What this task involves: Rewrite the records below, changing every "Practice" to "Exercise" and leaving everything else as it is.

# START OF Data records

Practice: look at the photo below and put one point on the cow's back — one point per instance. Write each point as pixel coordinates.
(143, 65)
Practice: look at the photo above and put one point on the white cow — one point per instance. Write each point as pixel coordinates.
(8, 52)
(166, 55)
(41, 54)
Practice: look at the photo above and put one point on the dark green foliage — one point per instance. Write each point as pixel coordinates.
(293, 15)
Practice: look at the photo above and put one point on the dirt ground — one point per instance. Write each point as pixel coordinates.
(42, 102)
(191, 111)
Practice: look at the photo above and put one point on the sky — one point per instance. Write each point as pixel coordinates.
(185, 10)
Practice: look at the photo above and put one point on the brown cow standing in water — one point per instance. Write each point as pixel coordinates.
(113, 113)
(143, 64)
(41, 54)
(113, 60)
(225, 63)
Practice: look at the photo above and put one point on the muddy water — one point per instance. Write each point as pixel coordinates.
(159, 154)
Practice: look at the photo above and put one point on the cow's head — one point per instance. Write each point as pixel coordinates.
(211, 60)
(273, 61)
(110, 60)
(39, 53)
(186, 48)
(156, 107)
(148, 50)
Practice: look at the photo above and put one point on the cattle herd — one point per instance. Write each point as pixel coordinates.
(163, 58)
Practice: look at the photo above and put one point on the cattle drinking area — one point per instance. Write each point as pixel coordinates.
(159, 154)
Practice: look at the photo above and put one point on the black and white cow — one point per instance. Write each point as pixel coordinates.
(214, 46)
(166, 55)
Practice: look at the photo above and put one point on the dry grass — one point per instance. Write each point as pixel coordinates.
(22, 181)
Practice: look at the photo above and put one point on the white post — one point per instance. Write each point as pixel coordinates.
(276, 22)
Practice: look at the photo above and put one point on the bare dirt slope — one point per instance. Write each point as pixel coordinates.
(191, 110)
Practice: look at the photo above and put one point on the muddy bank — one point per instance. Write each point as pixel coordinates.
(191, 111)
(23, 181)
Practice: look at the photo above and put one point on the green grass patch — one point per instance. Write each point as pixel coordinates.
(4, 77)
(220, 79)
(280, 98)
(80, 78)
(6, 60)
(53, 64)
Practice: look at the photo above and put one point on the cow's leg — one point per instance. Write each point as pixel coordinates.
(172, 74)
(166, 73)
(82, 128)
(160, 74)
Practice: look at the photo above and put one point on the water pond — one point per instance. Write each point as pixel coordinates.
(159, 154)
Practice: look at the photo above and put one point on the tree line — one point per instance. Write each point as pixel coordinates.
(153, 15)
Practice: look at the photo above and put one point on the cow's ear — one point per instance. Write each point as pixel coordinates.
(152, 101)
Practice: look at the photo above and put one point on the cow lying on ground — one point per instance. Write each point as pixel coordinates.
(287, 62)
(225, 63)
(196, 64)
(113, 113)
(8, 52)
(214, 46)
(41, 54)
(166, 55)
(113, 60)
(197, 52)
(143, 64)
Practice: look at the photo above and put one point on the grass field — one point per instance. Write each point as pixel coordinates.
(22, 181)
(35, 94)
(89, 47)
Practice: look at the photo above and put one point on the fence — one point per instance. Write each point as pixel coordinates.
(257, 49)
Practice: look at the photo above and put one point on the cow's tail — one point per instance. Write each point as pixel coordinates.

# END OF Data records

Solution to the problem:
Exercise: look at the photo below and put one point on the cow's back — one point per instance. Write each point as pixel coordinates.
(143, 65)
Exercise: look at the photo above and put one point on the white cow — one point per instance. Write each point as pixel coordinates.
(8, 52)
(166, 55)
(41, 54)
Exercise: look at the photo above and put one point on the dark green foliage — one point per instance. Write each point as pixel coordinates.
(293, 15)
Exercise: look at the photo above and put one point on the dirt ground — one point per instance. Write each point as pixel coordinates.
(42, 102)
(191, 111)
Exercise: look at the photo above and put one point on the sky — one point per instance. Write each point as pixel coordinates.
(185, 10)
Exercise: look at the photo above and put one point on the brown cow standing in water — one point per instance. Write each point as pixel coordinates.
(113, 113)
(143, 64)
(41, 54)
(113, 60)
(225, 63)
Exercise: look at the photo above and put one point on the muddy water — one point per instance. Write each point as pixel coordinates.
(159, 154)
Exercise: look at the photo above and put one point on the cow's head — one point per instance. Write each point as pixel coordinates.
(211, 60)
(273, 61)
(110, 60)
(39, 53)
(186, 48)
(156, 107)
(148, 50)
Exercise: look at the photo above and put one point on the cattle herd — one point per instance. Write each point as pixel coordinates.
(163, 58)
Exercise: look at the photo above and put one point on the cattle drinking area — one point per instance. Write each point as pixel coordinates.
(159, 154)
Exercise: look at the photo above and put one point on the black and white cow — one point per instance. Write each point as pixel coordinates.
(214, 46)
(166, 55)
Exercise: look at the photo above and put one point on the dry grass — one point per instance. Write each point as pixel coordinates.
(22, 181)
Exercise: look at the photo above and put one point on the white post — one point per instance. Write each point as pixel coordinates.
(276, 22)
Exercise: look at the photo above and put one point on the bare dirt slope — one point per instance. Write each point as pixel coordinates.
(191, 110)
Exercise: look at the photo above and put one point on the muddy bank — one point per instance. Write each point as pixel coordinates.
(191, 111)
(23, 181)
Exercise: look at the photo above and put one point on the green grass patch — one point per instance. Write each point as pixel coordinates.
(4, 77)
(220, 79)
(280, 98)
(80, 78)
(6, 60)
(53, 64)
Exercise: look at the photo above and put one point on the cow's leg — one point per instance. Write each point as pixel coordinates.
(172, 74)
(166, 73)
(82, 128)
(160, 74)
Exercise: look at the photo above and put one point on the water pond — one point per instance. Write each point as pixel coordinates.
(159, 154)
Exercise: look at the photo above and put one point on the tree line — one point per instance. Write each point as pixel coordinates.
(153, 15)
Exercise: look at the photo above and put one point on the cow's ear — one point per instance. Write each point as pixel coordinates.
(152, 101)
Exercise: look at the photo above and put one point on the cow lying on ground — one point per instance. Write each point as pixel coordinates.
(287, 62)
(225, 63)
(196, 64)
(113, 113)
(8, 52)
(214, 46)
(41, 54)
(166, 55)
(113, 60)
(197, 52)
(143, 64)
Exercise: look at the photo above and put one point on the grass field — one point per instance. Write each point as pixel coordinates.
(22, 181)
(35, 94)
(89, 47)
Exercise: look at the photo above and put one point on the fence — one point per instance. Write each point as pixel coordinates.
(257, 49)
Exercise: look at the photo above and put one point on the cow's tail — one point per instance. Write each point as pixel coordinates.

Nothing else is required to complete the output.